## Task item:
Which lines hold the word "hill"? Copy each of them from the material.

## Records for processing:
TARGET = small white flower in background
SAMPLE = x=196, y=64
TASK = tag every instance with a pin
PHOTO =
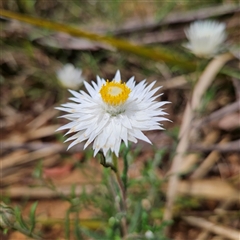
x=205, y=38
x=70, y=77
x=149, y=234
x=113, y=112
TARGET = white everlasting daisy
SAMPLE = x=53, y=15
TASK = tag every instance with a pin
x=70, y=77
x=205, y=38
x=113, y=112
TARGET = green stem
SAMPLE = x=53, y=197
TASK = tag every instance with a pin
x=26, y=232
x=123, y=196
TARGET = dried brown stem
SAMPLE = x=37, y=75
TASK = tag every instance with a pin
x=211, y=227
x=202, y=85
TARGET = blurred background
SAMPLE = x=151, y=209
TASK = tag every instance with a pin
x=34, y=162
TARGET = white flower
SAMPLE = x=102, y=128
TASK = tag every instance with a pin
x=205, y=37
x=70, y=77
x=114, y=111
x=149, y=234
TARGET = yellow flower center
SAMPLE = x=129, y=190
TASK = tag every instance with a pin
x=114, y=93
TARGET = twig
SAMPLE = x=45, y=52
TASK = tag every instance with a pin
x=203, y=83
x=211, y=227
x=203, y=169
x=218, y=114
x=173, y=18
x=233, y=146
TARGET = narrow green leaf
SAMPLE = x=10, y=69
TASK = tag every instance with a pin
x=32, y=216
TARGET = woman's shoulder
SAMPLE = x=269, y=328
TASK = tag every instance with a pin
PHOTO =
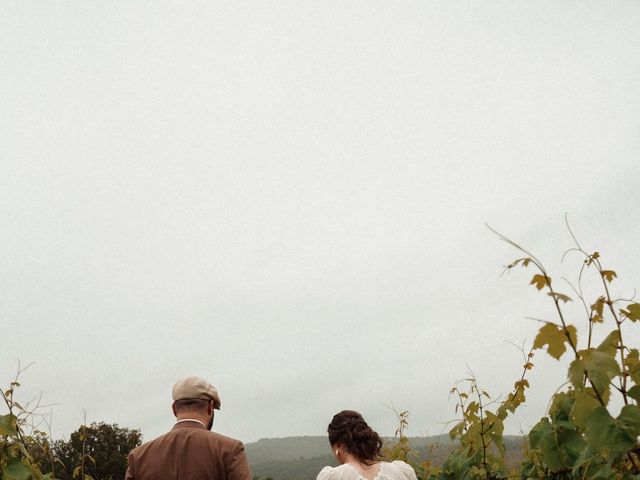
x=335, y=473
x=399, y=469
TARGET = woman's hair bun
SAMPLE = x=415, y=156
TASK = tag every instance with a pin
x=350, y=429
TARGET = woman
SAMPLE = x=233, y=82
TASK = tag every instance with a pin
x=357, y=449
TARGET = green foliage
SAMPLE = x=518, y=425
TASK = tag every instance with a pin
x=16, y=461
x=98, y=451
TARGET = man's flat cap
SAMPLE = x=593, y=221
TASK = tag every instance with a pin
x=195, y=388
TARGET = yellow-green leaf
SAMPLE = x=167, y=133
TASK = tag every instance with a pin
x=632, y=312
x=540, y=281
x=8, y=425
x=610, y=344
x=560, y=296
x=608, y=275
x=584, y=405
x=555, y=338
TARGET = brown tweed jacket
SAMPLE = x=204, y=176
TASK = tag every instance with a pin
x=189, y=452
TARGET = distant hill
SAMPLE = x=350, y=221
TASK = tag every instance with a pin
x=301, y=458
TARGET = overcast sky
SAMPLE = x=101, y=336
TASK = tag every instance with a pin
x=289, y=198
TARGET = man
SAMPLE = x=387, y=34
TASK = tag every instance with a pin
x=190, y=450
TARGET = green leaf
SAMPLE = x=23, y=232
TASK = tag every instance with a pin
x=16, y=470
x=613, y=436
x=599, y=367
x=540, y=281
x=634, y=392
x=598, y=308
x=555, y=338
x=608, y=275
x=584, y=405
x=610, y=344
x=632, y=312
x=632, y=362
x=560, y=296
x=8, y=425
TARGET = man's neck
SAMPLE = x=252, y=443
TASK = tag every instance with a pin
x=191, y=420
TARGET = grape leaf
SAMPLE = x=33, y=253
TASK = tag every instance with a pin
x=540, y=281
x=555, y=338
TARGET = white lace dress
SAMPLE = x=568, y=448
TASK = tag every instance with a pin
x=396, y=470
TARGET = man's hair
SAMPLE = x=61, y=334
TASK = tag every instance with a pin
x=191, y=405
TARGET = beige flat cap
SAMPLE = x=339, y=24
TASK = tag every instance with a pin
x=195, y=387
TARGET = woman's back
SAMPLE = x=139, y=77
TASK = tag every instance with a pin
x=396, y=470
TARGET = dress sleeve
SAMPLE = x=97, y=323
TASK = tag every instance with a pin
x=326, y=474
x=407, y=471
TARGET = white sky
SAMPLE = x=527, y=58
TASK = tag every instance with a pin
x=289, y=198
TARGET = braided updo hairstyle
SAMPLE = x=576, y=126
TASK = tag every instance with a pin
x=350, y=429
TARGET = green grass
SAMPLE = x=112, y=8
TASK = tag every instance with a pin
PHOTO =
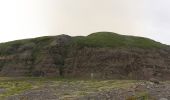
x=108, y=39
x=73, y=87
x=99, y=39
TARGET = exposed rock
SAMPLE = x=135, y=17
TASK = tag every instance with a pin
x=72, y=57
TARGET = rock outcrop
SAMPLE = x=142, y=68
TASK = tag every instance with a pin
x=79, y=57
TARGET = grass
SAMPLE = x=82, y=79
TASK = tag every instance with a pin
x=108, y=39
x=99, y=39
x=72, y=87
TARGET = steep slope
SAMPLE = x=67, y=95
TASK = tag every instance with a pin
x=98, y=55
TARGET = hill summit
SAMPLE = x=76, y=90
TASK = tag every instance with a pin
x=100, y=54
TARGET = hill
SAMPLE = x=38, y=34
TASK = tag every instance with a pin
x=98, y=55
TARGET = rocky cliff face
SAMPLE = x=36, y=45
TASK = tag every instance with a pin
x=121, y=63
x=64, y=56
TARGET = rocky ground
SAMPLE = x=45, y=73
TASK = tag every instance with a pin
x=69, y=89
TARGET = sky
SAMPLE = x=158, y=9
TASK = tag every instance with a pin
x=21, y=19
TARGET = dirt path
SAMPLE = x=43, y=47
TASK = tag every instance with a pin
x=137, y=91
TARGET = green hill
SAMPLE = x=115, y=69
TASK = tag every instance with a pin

## Exercise solution:
TARGET = distant hill
TARGET = hill summit
TARGET = hill
TARGET = green hill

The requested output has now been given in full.